## EXERCISE
Recast the lines below as a Markdown table with the columns Row and Line. Give each line its own number under Row and put the line itself under Line, omitting blank lines.

## EXTRACTED ENTRIES
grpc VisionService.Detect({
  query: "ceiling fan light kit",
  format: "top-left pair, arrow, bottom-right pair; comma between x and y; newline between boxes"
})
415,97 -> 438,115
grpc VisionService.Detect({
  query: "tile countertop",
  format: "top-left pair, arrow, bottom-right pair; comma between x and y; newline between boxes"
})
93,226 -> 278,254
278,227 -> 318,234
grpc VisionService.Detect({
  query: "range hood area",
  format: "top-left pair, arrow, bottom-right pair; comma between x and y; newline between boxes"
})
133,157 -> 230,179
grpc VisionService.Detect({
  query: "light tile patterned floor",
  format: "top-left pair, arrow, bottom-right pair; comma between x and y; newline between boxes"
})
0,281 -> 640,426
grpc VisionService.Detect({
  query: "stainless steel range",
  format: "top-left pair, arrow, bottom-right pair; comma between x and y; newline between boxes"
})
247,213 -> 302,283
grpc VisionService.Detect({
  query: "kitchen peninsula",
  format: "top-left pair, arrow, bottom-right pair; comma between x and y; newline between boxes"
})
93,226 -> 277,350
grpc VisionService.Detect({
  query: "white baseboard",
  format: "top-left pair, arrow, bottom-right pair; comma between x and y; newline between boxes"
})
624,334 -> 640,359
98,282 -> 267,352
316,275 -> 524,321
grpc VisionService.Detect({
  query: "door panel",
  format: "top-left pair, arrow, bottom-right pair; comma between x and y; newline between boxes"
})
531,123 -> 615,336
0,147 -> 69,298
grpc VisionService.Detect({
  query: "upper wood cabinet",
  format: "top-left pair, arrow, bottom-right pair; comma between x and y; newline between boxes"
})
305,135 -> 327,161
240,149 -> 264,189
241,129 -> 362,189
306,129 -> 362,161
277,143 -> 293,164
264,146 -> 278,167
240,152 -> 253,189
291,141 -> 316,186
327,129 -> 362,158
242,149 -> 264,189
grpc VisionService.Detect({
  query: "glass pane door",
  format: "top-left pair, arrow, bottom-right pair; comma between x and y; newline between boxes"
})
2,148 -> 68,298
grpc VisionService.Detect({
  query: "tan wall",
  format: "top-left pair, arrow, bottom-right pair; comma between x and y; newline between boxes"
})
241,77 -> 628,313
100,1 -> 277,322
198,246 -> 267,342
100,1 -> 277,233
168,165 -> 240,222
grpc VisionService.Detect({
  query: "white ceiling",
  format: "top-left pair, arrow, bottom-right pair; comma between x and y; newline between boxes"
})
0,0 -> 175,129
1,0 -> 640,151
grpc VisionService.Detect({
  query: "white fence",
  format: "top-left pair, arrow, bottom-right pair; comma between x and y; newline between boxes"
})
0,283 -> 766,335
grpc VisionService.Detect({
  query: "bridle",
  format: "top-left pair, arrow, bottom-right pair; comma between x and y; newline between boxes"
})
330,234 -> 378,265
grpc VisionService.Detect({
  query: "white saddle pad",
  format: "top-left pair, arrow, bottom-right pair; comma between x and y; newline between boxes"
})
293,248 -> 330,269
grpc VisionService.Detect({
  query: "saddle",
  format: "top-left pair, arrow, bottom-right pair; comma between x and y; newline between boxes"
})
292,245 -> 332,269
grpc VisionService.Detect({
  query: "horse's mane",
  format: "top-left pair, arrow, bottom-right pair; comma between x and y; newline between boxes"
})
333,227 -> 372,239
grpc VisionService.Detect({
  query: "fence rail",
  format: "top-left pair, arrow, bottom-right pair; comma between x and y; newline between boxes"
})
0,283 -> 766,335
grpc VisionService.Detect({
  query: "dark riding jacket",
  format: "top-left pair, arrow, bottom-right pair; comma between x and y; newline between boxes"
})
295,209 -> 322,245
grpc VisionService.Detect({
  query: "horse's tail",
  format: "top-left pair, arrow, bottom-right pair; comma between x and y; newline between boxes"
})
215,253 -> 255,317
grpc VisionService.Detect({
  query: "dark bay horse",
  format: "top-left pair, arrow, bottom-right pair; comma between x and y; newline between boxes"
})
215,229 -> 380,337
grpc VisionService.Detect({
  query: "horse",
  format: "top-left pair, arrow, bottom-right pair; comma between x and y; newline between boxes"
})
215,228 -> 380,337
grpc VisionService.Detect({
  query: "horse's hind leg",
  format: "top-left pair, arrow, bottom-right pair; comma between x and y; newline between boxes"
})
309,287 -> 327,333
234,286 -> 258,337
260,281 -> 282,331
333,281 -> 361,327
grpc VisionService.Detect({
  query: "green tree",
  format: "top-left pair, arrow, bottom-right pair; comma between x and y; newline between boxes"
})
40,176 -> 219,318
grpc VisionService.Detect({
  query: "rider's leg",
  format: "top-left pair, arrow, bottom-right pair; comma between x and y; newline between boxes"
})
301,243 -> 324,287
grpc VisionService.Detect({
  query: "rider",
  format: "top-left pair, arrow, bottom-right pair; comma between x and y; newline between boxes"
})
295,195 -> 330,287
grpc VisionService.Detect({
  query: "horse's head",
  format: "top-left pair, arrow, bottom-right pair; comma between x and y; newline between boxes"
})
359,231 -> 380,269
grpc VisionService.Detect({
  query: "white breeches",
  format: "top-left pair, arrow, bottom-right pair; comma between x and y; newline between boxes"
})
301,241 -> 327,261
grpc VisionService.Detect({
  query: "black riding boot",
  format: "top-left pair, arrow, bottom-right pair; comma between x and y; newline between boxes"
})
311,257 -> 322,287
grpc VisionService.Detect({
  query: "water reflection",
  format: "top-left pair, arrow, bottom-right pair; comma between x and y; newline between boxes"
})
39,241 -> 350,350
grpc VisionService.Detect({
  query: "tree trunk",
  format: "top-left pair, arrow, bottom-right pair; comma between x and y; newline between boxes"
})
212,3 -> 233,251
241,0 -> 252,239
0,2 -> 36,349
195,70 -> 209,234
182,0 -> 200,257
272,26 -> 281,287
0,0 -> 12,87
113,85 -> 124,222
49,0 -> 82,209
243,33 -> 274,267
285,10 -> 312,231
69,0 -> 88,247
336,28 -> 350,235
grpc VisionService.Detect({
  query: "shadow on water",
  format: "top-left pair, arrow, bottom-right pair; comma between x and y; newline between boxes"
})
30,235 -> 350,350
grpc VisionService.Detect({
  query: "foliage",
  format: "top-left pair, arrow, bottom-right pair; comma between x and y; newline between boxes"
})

## CORRECT RESPONSE
| Row | Line |
|---|---|
| 1 | grpc VisionService.Detect({ |
| 2 |   query: "ceiling fan light kit", |
| 3 |   format: "top-left pair, arrow, bottom-right pair; comma between x and y; newline between boxes" |
| 4 | }) |
| 5 | 415,97 -> 438,115 |
| 6 | grpc VisionService.Detect({ |
| 7 |   query: "tile countertop", |
| 8 |   format: "top-left pair, arrow, bottom-right pair; comma between x and y; newline between boxes" |
| 9 | }) |
| 10 | 93,226 -> 278,254 |
| 11 | 278,227 -> 318,234 |
| 12 | grpc VisionService.Detect({ |
| 13 |   query: "range hood area", |
| 14 |   format: "top-left pair, arrow, bottom-right pair; comma between x and y; newline between boxes" |
| 15 | }) |
| 16 | 133,157 -> 230,179 |
| 17 | grpc VisionService.Detect({ |
| 18 |   query: "light tile patterned floor", |
| 19 |   format: "top-left pair, arrow, bottom-right pair; comma between x and y; newline between boxes" |
| 20 | }) |
| 21 | 0,281 -> 640,426 |
| 22 | grpc VisionService.Detect({ |
| 23 |   query: "stainless steel range", |
| 24 |   format: "top-left pair, arrow, bottom-right pair; comma between x and y; newline between boxes" |
| 25 | }) |
| 26 | 247,213 -> 302,283 |
| 27 | grpc VisionService.Detect({ |
| 28 |   query: "kitchen peninsula", |
| 29 |   format: "top-left pair, arrow, bottom-right pair; comma between x and y; newline between boxes" |
| 30 | }) |
| 31 | 93,226 -> 277,350 |
| 32 | grpc VisionService.Detect({ |
| 33 |   query: "white baseboard", |
| 34 |   format: "top-left pair, arrow, bottom-right pair; comma between x and y; newline between boxes" |
| 35 | }) |
| 36 | 624,334 -> 640,359 |
| 37 | 98,282 -> 267,352 |
| 38 | 316,275 -> 524,321 |
| 39 | grpc VisionService.Detect({ |
| 40 |   query: "door panel", |
| 41 |   format: "top-left pair, arrow, bottom-right pair; comma between x and y; newline between boxes" |
| 42 | }) |
| 43 | 531,123 -> 615,336 |
| 44 | 0,147 -> 69,298 |
| 45 | grpc VisionService.Detect({ |
| 46 |   query: "upper wood cabinet", |
| 47 |   format: "top-left pair, arrow, bottom-right pair; comma between x and y; newline between boxes" |
| 48 | }) |
| 49 | 305,135 -> 327,161 |
| 50 | 240,149 -> 264,189 |
| 51 | 241,129 -> 362,189 |
| 52 | 306,129 -> 362,161 |
| 53 | 277,143 -> 293,164 |
| 54 | 264,146 -> 278,167 |
| 55 | 240,152 -> 253,189 |
| 56 | 291,141 -> 316,186 |
| 57 | 327,129 -> 362,158 |
| 58 | 242,149 -> 264,189 |
| 59 | grpc VisionService.Detect({ |
| 60 |   query: "glass pane door", |
| 61 |   format: "top-left pair, arrow, bottom-right pair; comma between x and y; newline between boxes" |
| 62 | }) |
| 63 | 2,148 -> 68,298 |
| 64 | grpc VisionService.Detect({ |
| 65 |   query: "tan wall", |
| 66 |   format: "top-left pair, arrow, bottom-right pair; comma between x and y; newline between boxes" |
| 67 | }) |
| 68 | 241,77 -> 628,313 |
| 69 | 100,1 -> 277,322 |
| 70 | 198,246 -> 267,342 |
| 71 | 100,1 -> 277,233 |
| 72 | 168,165 -> 240,222 |
| 73 | grpc VisionService.Detect({ |
| 74 |   query: "white ceiling", |
| 75 |   format: "top-left pair, arrow, bottom-right pair; comma between x and y; newline between boxes" |
| 76 | }) |
| 77 | 0,0 -> 175,129 |
| 78 | 1,0 -> 640,151 |
| 79 | grpc VisionService.Detect({ |
| 80 |   query: "white fence", |
| 81 |   format: "top-left pair, arrow, bottom-right pair; comma between x and y; newline between boxes" |
| 82 | }) |
| 83 | 0,283 -> 766,335 |
| 84 | grpc VisionService.Detect({ |
| 85 |   query: "bridle", |
| 86 |   format: "top-left pair, arrow, bottom-right pair; comma between x and y; newline between boxes" |
| 87 | }) |
| 88 | 330,234 -> 378,265 |
| 89 | grpc VisionService.Detect({ |
| 90 |   query: "white saddle pad", |
| 91 |   format: "top-left pair, arrow, bottom-right pair; comma between x and y; newline between boxes" |
| 92 | }) |
| 93 | 293,248 -> 330,269 |
| 94 | grpc VisionService.Detect({ |
| 95 |   query: "saddle", |
| 96 |   format: "top-left pair, arrow, bottom-right pair; comma between x and y; newline between boxes" |
| 97 | }) |
| 98 | 292,245 -> 332,269 |
| 99 | grpc VisionService.Detect({ |
| 100 |   query: "horse's mane", |
| 101 |   format: "top-left pair, arrow, bottom-right pair; comma between x and y; newline between boxes" |
| 102 | }) |
| 103 | 333,227 -> 372,239 |
| 104 | grpc VisionService.Detect({ |
| 105 |   query: "fence rail", |
| 106 |   format: "top-left pair, arrow, bottom-right pair; comma between x and y; newline between boxes" |
| 107 | }) |
| 108 | 0,283 -> 766,335 |
| 109 | grpc VisionService.Detect({ |
| 110 |   query: "dark riding jacket", |
| 111 |   format: "top-left pair, arrow, bottom-right pair; comma between x and y; newline between boxes" |
| 112 | }) |
| 113 | 295,209 -> 322,245 |
| 114 | grpc VisionService.Detect({ |
| 115 |   query: "horse's tail", |
| 116 |   format: "top-left pair, arrow, bottom-right pair; comma between x and y; newline between boxes" |
| 117 | }) |
| 118 | 215,253 -> 255,317 |
| 119 | grpc VisionService.Detect({ |
| 120 |   query: "dark bay horse", |
| 121 |   format: "top-left pair, arrow, bottom-right pair; comma between x and y; newline between boxes" |
| 122 | }) |
| 123 | 215,229 -> 380,337 |
| 124 | grpc VisionService.Detect({ |
| 125 |   query: "horse", |
| 126 |   format: "top-left pair, arrow, bottom-right pair; comma between x and y; newline between boxes" |
| 127 | }) |
| 128 | 215,228 -> 380,337 |
| 129 | grpc VisionService.Detect({ |
| 130 |   query: "horse's hind leg", |
| 131 |   format: "top-left pair, arrow, bottom-right pair; comma between x and y; newline between boxes" |
| 132 | }) |
| 133 | 309,287 -> 327,333 |
| 134 | 234,286 -> 258,337 |
| 135 | 260,281 -> 282,331 |
| 136 | 333,281 -> 361,327 |
| 137 | grpc VisionService.Detect({ |
| 138 |   query: "green tree", |
| 139 |   format: "top-left pair, arrow, bottom-right pair; comma between x and y; newline between boxes" |
| 140 | }) |
| 141 | 40,176 -> 219,318 |
| 142 | grpc VisionService.Detect({ |
| 143 |   query: "rider's leg", |
| 144 |   format: "top-left pair, arrow, bottom-right pair; comma between x and y; newline between boxes" |
| 145 | }) |
| 146 | 301,243 -> 324,287 |
| 147 | grpc VisionService.Detect({ |
| 148 |   query: "rider", |
| 149 |   format: "top-left pair, arrow, bottom-right pair; comma between x and y; newline between boxes" |
| 150 | }) |
| 151 | 295,195 -> 330,287 |
| 152 | grpc VisionService.Detect({ |
| 153 |   query: "horse's head", |
| 154 |   format: "top-left pair, arrow, bottom-right pair; comma between x and y; newline between boxes" |
| 155 | }) |
| 156 | 359,231 -> 380,269 |
| 157 | grpc VisionService.Detect({ |
| 158 |   query: "white breeches", |
| 159 |   format: "top-left pair, arrow, bottom-right pair; comma between x and y; newline between boxes" |
| 160 | }) |
| 161 | 301,241 -> 327,261 |
| 162 | grpc VisionService.Detect({ |
| 163 |   query: "black riding boot", |
| 164 |   format: "top-left pair, arrow, bottom-right pair; comma between x and y; newline between boxes" |
| 165 | }) |
| 166 | 311,257 -> 322,287 |
| 167 | grpc VisionService.Detect({ |
| 168 |   query: "water reflection", |
| 169 |   format: "top-left pair, arrow, bottom-right pair; comma between x and y; newline between boxes" |
| 170 | }) |
| 171 | 39,241 -> 350,350 |
| 172 | grpc VisionService.Detect({ |
| 173 |   query: "tree trunk", |
| 174 |   format: "top-left pair, arrow, bottom-right pair; comma between x and y; newline between boxes" |
| 175 | }) |
| 176 | 212,3 -> 233,251 |
| 177 | 241,0 -> 252,239 |
| 178 | 0,2 -> 36,349 |
| 179 | 195,70 -> 209,234 |
| 180 | 182,0 -> 200,257 |
| 181 | 272,26 -> 281,287 |
| 182 | 0,0 -> 12,87 |
| 183 | 113,85 -> 124,222 |
| 184 | 49,0 -> 82,209 |
| 185 | 243,33 -> 274,267 |
| 186 | 285,10 -> 312,231 |
| 187 | 69,0 -> 88,247 |
| 188 | 336,28 -> 350,235 |
| 189 | grpc VisionService.Detect({ |
| 190 |   query: "shadow on water", |
| 191 |   format: "top-left pair, arrow, bottom-right pair; comma between x and y; newline between boxes" |
| 192 | }) |
| 193 | 30,235 -> 350,350 |
| 194 | grpc VisionService.Detect({ |
| 195 |   query: "foliage", |
| 196 |   format: "top-left pair, arrow, bottom-right pair; comma between x and y; newline between boxes" |
| 197 | }) |